Исходный текст →
>>>

Название | Борьба Москвы за Прибалтику при Иване Грозном |
---|---|
Автор произведения | В. В. Новодворский |
Жанр | |
Серия | Русская история |
Издательство | |
Год выпуска | 0 |
isbn | 978-5-00222-584-2 |
Такой образ действий литовских вельмож вызывал среди польской шляхты негодование, которое особенно сильно обнаружилось по следующему поводу. У одного шляхтича, Христофора Граевского, отправлявшего свои товары в Москву, Иоанн велел отобрать их в казну за то, что не была уплачена какая-то пошлина. Тогда собственник транспорта поехал сам в Москву, чтоб похлопотать о возвращении своего имущества. Иоанн приказал позвать его к себе, расспрашивал его о том, не задержан ли его гонец в Польше, и дал ему отвезти на родину следующие поручения. Он желает соединить свое государство с Польшею такими же узами, какими Ягелло соединил Литву с ней.
Он готов отказаться даже от своей веры и перейти в иную, если только на публичном диспуте будет доказано превосходство последней. В Польшу он явится с небольшой свитой, чтоб договориться относительно условий, на каких он согласен принять корону, если ему будет прислана соответственная грамота. Он убежден, что поляки позволят ему свободно возвратиться назад в Москву согласно этой грамоте. Тогда между Польшей и Москвой утвердится вечный мир и союз.
Эти обещания со стороны Иоанна, весьма заманчивые для польской шляхты, были, очевидно, дипломатической уловкой с целью усилить еще более расположение к себе своих сторонников в Речи Посполитой. Граевский повез эти предложения в Польшу, но в Дисне, по приказанию виленского воеводы, он был схвачен и заключен под стражу. Об этом насилии польская шляхта узнала случайно из письма, которое заключенный переслал своему брату[64].

<<<

Предоставленные записи →
>>>

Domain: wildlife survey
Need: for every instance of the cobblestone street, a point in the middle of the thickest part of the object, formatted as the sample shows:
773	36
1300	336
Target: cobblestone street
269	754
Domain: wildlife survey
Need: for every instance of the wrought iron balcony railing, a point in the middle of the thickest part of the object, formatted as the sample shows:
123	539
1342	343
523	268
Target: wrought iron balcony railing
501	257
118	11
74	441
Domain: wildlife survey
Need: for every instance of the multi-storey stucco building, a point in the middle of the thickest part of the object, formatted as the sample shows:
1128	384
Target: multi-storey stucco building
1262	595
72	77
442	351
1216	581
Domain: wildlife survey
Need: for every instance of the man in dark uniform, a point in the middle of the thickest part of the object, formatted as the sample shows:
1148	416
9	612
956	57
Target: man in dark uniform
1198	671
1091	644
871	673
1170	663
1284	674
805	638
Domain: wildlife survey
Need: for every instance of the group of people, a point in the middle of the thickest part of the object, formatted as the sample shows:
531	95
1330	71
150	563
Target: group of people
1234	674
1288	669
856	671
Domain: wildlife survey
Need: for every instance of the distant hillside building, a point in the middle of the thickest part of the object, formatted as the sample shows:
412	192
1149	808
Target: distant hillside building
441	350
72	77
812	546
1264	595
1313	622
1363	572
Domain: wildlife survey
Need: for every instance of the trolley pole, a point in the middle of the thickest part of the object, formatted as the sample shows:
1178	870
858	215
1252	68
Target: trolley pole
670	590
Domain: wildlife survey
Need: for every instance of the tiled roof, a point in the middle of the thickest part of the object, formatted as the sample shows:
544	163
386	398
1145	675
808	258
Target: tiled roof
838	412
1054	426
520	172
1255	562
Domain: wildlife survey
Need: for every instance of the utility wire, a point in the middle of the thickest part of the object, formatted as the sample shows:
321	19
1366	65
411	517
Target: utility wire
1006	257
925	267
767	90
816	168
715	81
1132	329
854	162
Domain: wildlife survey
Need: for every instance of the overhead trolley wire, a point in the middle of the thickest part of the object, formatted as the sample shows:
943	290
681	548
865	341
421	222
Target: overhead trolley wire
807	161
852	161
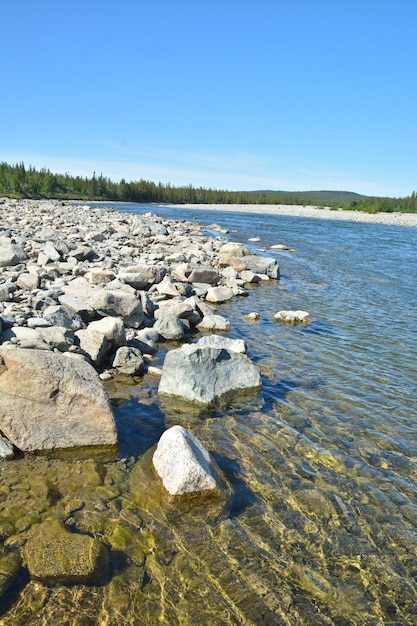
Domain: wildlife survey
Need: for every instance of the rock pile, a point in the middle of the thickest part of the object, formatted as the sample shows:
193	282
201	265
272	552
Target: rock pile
96	286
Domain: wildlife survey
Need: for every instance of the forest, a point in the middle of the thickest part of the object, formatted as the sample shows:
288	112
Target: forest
18	181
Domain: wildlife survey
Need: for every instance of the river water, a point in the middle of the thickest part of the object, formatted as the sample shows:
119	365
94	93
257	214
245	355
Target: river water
320	526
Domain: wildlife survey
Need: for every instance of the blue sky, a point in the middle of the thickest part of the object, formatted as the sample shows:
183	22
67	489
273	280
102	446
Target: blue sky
230	94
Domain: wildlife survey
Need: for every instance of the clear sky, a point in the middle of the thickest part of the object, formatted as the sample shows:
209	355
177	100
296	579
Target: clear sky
230	94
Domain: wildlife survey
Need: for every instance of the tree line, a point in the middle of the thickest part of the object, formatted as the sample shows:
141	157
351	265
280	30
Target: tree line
18	181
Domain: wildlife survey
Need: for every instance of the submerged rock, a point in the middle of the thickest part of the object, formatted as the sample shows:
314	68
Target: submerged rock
293	317
203	374
50	401
183	463
56	556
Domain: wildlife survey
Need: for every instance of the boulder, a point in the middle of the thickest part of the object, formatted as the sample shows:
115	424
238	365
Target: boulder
28	337
6	448
57	337
118	303
293	317
81	308
112	328
28	281
10	568
202	274
142	276
262	265
217	341
49	401
203	374
129	361
183	463
170	327
94	344
56	556
11	254
59	315
214	322
219	294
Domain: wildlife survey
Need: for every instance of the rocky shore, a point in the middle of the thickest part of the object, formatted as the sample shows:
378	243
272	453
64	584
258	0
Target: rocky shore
89	294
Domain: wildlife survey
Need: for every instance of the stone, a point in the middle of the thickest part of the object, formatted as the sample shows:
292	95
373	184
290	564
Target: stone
51	252
28	281
6	448
10	567
128	361
48	401
112	328
203	275
219	294
11	254
232	248
56	556
217	341
293	317
214	322
167	288
94	344
57	337
253	315
170	327
118	303
262	265
81	308
59	315
183	463
25	336
143	276
204	374
181	309
249	277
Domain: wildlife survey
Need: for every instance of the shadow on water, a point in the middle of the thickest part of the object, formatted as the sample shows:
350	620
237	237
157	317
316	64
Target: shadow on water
139	426
241	497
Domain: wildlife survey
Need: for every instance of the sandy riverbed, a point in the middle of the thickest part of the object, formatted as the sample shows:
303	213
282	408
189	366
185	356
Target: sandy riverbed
397	219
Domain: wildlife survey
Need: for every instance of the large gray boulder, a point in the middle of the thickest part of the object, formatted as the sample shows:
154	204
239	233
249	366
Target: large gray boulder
110	302
128	361
183	463
203	374
262	265
11	254
170	328
56	556
50	401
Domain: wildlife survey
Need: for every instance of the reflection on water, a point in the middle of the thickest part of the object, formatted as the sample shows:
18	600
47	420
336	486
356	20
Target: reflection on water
320	525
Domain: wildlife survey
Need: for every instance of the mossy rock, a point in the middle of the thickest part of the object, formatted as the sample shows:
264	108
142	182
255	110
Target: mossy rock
56	556
9	570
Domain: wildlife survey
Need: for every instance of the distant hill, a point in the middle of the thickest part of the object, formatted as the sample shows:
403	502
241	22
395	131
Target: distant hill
315	197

<<<

Задание A → Сократите абзац исходного текста, который начинается словами «Эти обещания со стороны Иоанна». Сохраните его основные факты.
Задание B → Перепишите из исходного текста фрагмент от слов «Он готов отказаться» до слов «переслал своему брату[64].» включительно.

Правильный ответ A → Обещания Иоанна очень привлекали польскую шляхту. По-видимому, они были дипломатической уловкой, чтобы ещё сильнее расположить к нему его сторонников в Речи Посполитой. Граевский повез эти предложения в Польшу, но в Дисне его по приказу виленского воеводы схватили и заключили под стражу. Шляхта узнала об этом случайно, из письма, которое заключенный переслал брату.

Правильный ответ B →
Он готов отказаться даже от своей веры и перейти в иную, если только на публичном диспуте будет доказано превосходство последней. В Польшу он явится с небольшой свитой, чтоб договориться относительно условий, на каких он согласен принять корону, если ему будет прислана соответственная грамота. Он убежден, что поляки позволят ему свободно возвратиться назад в Москву согласно этой грамоте. Тогда между Польшей и Москвой утвердится вечный мир и союз.
Эти обещания со стороны Иоанна, весьма заманчивые для польской шляхты, были, очевидно, дипломатической уловкой с целью усилить еще более расположение к себе своих сторонников в Речи Посполитой. Граевский повез эти предложения в Польшу, но в Дисне, по приказанию виленского воеводы, он был схвачен и заключен под стражу. Об этом насилии польская шляхта узнала случайно из письма, которое заключенный переслал своему брату[64].